• Extract provided

------------------------------

The West Wing originally aired in 1999, and, despite my casual commitment to television shows, I watched it on a weekly basis. I still watch the early seasons on a consistently sporadic basis (see above commitment issues) and each episode somehow becomes more important as the years trundle on. It will surprise no one when I confess that I stopped watching The West Wing circa early season five, but I’d seen enough to know that Aaron Sorkin is a name that would motivate me to leave the house and attend an early evening showing on, gasp, a Friday evening. Molly’s Game was not only written and directed by Aaron Sorkin, it also had the added benefit of staring the Jessica Chastain, a firm favourite.
As this is a film based on real-life events I feel obliged to mention that I have no idea how diligently Molly’s Game stuck to the facts. I don’t particularly care. Although, I have decided that Michael Cera was Player X in both the film and real life. If Cera showed up on my doorstep to deny this, I would refuse to believe him.
PLOT: After suffering a career ending accident during a skiing competition Molly Bloom (Jessica Chastain) moves to LA to start afresh and stumbles into the world of big-money Poker. Bloom successfully grows her business empire and skirts the edges of legality before being arrested by the FBI due to a passing connection with the Russian mob. END PLOT
The film opens with Molly’s arrest and the poker scenes play out in the form of flashbacks while Molly is telling her story to various lawyers. Unfortunately, the court and poker scenes lacked tension, and even though it was Molly’s freedom that was in jeopardy, the stakes always felt a bit on the low side. What saved Molly’s Game, was the cast.
Jessica Chastain has been a favourite for a long time and it has been too long since I have seen her on the big screen. Chastain was excellent as Molly Bloom and carried the film with ease. Bloom herself is still a bit of a mystery as I don’t quite understand why she was so desperate to protect her clients and as I am unlikely to read her book, I will forget about her fairly quickly.
Idris Elba is solid as Bloom’s lawyer and he gets to have a few ‘for your consideration’ moments too. Somewhat surprisingly, it is Kevin Costner who almost steals the show as Bloom’s overbearing father and his therapy scene with Jessica Chastain is the film’s standout moment.
Sorkin’s dialogue was fast paced and there were a few witty quips that felt comfortably familiar in style and tone. All that was missing was Allison Janney. Is Molly’s Game the best screenplay Sorkin has written? No, but it still lands well above the average January release.
Molly’s Game was a very decent watch and cemented by love for all the major players involved, and, hilariously, Michael Cera. It was well worth braving a trip to the cinema on a Friday night but it just lacked, something. I don't know what. Molly’s Game gets 8/10, but I suspect that come February, I will have forgotten all about it.

------------------------------

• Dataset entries
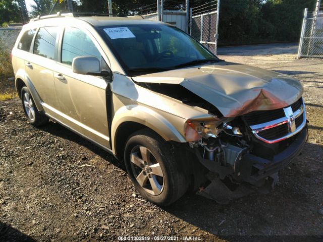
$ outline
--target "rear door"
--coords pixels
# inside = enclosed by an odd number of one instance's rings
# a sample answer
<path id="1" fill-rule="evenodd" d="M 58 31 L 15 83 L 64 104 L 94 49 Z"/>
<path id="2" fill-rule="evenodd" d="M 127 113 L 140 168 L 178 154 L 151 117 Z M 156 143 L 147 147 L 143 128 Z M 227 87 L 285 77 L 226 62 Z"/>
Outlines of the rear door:
<path id="1" fill-rule="evenodd" d="M 57 26 L 40 27 L 32 46 L 33 54 L 28 55 L 25 60 L 27 77 L 35 87 L 42 104 L 54 107 L 57 107 L 58 102 L 52 68 L 57 58 L 58 29 Z"/>
<path id="2" fill-rule="evenodd" d="M 105 147 L 110 148 L 105 90 L 107 82 L 101 77 L 73 72 L 73 58 L 92 56 L 109 68 L 102 50 L 87 30 L 67 27 L 60 44 L 59 61 L 54 72 L 58 108 L 64 123 Z"/>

------------------------------

• Task
Using the review of Molly's Game, answer these:
1. In what year did The West Wing originally air?
2. Which actor plays Bloom's overbearing father?
3. What score out of 10 does the reviewer give the film?
Rely only on the review to complete the work.

• Completed task
1. 1999
2. Kevin Costner
3. 8/10